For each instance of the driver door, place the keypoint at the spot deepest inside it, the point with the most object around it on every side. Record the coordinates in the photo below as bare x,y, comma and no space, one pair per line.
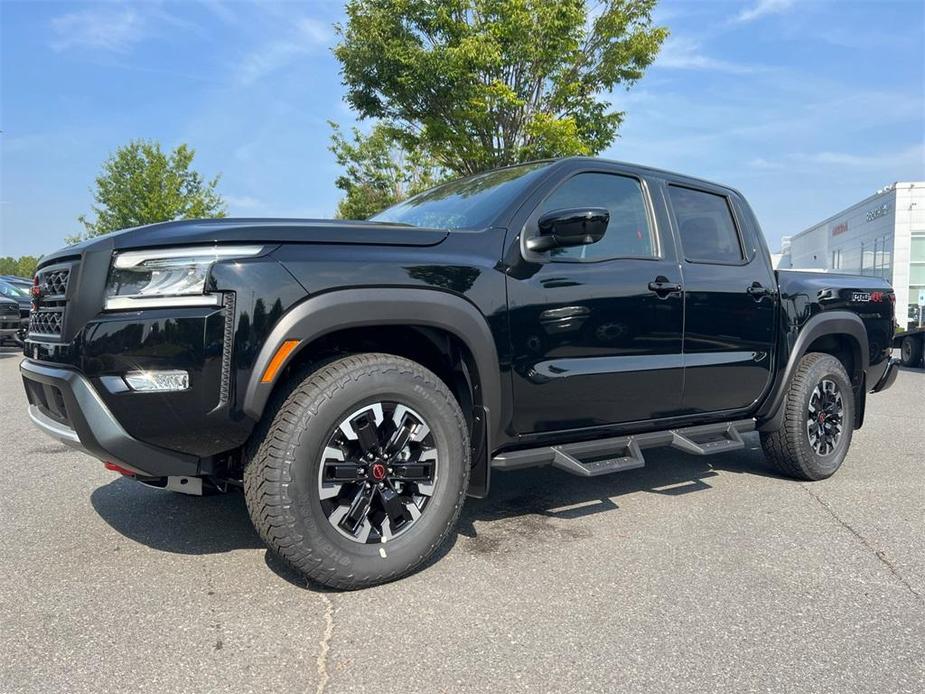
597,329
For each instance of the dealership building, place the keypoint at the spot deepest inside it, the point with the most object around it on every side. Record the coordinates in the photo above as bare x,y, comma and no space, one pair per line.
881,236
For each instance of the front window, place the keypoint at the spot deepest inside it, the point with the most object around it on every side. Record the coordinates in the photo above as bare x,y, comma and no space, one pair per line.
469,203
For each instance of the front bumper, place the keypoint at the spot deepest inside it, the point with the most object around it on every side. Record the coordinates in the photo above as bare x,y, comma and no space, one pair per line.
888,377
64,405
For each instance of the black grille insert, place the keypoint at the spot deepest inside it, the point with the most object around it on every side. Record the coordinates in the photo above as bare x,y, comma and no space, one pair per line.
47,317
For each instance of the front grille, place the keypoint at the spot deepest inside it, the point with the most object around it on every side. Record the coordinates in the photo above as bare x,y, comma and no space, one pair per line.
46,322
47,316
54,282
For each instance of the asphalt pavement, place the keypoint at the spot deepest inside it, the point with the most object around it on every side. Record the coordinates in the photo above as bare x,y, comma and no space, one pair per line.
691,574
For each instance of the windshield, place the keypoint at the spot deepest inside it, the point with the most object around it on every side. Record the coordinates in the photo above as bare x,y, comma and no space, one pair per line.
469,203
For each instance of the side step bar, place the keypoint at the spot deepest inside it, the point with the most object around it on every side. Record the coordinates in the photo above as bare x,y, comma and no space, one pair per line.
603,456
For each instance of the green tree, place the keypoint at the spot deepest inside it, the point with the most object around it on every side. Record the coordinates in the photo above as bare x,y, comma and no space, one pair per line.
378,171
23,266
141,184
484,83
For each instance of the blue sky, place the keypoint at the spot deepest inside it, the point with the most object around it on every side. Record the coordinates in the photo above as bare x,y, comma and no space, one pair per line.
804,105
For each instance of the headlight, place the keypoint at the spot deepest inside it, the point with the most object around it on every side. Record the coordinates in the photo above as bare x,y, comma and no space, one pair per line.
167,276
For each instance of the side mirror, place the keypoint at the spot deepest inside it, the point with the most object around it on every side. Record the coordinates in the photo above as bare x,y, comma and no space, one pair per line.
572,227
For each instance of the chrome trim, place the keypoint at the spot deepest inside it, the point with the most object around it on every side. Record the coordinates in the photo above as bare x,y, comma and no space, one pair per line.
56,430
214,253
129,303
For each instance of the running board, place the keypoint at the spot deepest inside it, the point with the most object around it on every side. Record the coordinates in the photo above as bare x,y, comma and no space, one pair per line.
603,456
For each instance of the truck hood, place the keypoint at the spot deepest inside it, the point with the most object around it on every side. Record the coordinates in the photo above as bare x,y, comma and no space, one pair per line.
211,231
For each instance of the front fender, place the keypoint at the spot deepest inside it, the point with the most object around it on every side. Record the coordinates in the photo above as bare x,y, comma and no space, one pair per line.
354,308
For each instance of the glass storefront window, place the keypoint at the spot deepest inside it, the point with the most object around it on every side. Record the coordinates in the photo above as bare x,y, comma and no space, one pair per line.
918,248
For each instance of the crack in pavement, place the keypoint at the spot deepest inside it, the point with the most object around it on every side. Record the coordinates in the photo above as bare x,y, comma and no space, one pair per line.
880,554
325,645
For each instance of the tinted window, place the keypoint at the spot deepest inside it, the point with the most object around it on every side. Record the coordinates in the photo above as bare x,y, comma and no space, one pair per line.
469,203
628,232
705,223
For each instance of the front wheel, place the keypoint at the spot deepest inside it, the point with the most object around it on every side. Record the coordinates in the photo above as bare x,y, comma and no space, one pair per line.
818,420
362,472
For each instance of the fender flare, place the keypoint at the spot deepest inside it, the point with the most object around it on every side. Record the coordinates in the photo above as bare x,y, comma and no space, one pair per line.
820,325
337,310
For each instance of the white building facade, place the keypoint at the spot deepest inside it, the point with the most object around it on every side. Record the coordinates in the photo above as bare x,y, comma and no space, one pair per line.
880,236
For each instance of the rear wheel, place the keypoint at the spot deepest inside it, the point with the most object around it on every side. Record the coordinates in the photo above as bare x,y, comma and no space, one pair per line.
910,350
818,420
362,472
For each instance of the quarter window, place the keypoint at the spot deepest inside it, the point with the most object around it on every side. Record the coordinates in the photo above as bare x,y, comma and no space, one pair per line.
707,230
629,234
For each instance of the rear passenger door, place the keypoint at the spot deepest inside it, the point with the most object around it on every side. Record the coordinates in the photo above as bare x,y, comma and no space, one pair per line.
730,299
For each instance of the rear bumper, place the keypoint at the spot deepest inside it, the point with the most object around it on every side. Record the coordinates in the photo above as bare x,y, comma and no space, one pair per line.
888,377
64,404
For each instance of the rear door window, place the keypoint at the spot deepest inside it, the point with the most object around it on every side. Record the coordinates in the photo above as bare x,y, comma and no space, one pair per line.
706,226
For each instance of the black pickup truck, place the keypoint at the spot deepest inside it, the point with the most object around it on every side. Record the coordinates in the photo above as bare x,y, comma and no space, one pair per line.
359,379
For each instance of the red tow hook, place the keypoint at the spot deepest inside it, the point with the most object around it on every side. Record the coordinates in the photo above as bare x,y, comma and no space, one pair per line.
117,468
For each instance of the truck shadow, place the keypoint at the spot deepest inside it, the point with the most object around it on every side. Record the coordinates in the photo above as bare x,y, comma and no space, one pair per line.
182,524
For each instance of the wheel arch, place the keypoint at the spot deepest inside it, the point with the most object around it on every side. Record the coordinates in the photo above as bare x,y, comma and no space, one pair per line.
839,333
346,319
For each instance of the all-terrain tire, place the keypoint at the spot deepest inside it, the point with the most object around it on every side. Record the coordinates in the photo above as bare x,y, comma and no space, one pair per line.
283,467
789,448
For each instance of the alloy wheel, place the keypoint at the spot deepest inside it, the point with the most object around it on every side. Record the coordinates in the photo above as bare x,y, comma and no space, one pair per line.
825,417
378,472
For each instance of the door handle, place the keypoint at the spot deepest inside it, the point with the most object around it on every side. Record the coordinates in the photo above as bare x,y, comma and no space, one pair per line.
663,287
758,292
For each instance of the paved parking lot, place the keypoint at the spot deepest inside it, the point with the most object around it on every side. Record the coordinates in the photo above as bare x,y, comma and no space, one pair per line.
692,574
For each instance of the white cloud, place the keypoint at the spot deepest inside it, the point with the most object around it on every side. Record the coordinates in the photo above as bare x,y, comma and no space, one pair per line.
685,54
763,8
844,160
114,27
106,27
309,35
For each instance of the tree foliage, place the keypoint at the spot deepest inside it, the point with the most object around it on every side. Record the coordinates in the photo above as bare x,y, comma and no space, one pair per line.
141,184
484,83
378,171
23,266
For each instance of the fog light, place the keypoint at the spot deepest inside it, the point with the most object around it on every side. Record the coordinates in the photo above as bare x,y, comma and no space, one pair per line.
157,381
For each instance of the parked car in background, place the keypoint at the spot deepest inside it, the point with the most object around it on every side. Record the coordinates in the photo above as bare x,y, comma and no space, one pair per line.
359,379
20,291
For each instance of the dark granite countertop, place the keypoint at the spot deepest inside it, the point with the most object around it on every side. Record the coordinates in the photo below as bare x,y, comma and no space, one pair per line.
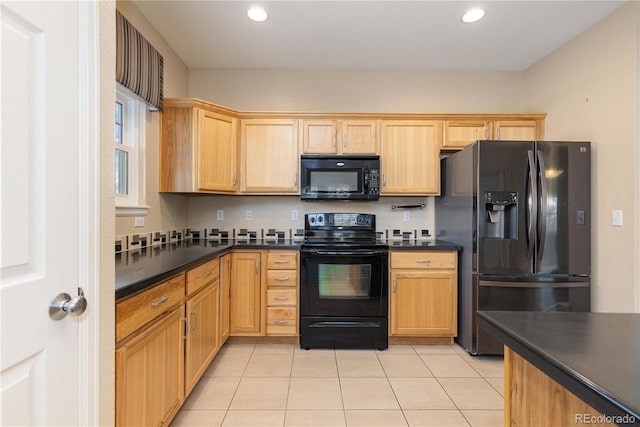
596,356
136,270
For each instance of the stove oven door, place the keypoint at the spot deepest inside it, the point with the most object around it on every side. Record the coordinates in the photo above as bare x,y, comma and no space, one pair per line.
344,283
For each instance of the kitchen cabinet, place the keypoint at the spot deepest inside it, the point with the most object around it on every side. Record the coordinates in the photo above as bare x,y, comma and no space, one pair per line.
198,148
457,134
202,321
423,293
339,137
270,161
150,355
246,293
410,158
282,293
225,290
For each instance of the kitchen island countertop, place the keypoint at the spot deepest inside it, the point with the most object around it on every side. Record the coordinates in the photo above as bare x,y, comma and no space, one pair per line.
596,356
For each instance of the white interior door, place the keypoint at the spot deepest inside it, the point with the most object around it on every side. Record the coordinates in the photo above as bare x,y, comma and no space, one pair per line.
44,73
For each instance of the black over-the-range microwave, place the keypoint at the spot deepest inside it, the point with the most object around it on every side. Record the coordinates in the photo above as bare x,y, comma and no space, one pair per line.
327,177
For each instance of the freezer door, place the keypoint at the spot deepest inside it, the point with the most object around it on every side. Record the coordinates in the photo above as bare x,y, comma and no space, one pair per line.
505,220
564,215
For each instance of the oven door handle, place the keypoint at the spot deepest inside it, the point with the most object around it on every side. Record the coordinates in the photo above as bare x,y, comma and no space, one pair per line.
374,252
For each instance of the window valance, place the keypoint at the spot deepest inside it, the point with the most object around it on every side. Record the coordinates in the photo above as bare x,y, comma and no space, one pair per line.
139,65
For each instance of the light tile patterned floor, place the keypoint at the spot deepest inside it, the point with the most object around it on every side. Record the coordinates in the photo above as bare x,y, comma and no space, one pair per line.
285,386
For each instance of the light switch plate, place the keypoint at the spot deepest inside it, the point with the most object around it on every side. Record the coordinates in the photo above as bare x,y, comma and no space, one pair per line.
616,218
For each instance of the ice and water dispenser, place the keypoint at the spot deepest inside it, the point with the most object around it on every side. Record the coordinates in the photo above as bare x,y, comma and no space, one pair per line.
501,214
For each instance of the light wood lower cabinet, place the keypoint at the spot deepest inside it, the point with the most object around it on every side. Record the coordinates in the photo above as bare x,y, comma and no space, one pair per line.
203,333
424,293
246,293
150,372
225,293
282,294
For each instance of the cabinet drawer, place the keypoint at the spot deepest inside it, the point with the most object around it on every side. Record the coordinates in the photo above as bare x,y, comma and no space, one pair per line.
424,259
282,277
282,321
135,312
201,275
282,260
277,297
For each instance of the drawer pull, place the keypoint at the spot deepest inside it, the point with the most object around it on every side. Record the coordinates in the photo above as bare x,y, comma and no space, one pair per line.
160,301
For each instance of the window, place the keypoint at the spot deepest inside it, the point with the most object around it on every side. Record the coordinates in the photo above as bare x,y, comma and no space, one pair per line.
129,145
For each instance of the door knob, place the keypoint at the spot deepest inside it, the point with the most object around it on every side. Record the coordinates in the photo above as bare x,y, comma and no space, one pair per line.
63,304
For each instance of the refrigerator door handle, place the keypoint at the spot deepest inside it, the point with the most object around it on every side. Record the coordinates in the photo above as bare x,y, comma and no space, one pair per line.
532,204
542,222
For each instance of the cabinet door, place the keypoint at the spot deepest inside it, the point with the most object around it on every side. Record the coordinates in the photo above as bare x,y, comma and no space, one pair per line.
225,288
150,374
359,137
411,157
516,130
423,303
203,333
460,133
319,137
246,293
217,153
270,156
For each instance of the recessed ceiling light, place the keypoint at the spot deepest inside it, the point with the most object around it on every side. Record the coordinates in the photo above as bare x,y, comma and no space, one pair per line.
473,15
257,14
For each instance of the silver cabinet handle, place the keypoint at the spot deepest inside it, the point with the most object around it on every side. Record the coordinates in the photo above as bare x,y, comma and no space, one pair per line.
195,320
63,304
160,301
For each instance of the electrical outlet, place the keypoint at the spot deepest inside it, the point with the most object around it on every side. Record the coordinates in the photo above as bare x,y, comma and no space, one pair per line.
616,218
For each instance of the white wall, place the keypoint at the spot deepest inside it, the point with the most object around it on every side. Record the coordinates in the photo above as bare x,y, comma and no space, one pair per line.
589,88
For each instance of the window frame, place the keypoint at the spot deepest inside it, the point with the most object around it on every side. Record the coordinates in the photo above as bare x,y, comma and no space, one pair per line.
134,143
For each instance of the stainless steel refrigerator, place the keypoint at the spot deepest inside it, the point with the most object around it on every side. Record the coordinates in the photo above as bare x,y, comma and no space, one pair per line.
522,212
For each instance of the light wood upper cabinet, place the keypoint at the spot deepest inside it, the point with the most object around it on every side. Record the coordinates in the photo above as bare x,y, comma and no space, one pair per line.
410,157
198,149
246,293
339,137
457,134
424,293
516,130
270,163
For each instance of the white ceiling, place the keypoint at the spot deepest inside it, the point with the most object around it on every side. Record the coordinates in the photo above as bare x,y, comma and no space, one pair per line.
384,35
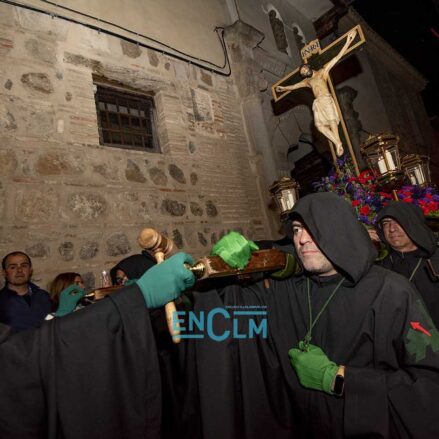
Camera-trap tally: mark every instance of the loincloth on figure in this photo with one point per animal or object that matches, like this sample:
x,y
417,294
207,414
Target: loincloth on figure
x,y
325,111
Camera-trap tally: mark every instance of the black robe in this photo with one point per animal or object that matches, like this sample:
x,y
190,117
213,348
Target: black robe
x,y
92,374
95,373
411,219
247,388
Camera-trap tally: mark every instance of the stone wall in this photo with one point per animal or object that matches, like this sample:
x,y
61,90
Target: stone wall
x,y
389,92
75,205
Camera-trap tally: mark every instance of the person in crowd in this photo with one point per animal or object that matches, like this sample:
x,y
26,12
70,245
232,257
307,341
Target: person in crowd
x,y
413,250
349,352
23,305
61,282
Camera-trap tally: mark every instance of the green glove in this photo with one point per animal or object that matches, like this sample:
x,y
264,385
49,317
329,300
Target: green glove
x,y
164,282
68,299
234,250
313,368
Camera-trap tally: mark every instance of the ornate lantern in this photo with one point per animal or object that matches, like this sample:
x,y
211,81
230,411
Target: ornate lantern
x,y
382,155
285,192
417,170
* * * *
Give again the lines from the line holding "Camera-trap tally: mark every instance of the black" through the close of the listing, both included, exactly as written and with nothing else.

FINISHED ANSWER
Camera-trap tally: mark every instance of the black robe in this photo with one point per animal or object that matches, like this sample:
x,y
190,117
213,348
Target: black robe
x,y
92,374
95,373
411,219
247,388
Camera-trap tally: mark every instance of the stone wall in this photo with one point per animal or object that matches, like this sample:
x,y
61,90
Target: stone wall
x,y
389,92
75,205
Camera-trap tally: mark every instance of the person in crowd in this photo with one point per animal or object that matches, like this sample:
x,y
26,12
70,245
232,257
307,341
Target: person in crowd
x,y
413,250
349,352
23,305
61,282
Camera-trap tally: mark every instance of the green glove in this photo with one point per animal or object that matches, like this sample:
x,y
264,385
49,317
329,300
Target: green glove
x,y
164,282
68,299
234,250
313,368
Camera-trap tally: mark every instance of the ornate lantern in this photo with one point per animal or object that matches, like this sample:
x,y
211,81
230,411
Target: ornate lantern
x,y
382,155
285,192
417,170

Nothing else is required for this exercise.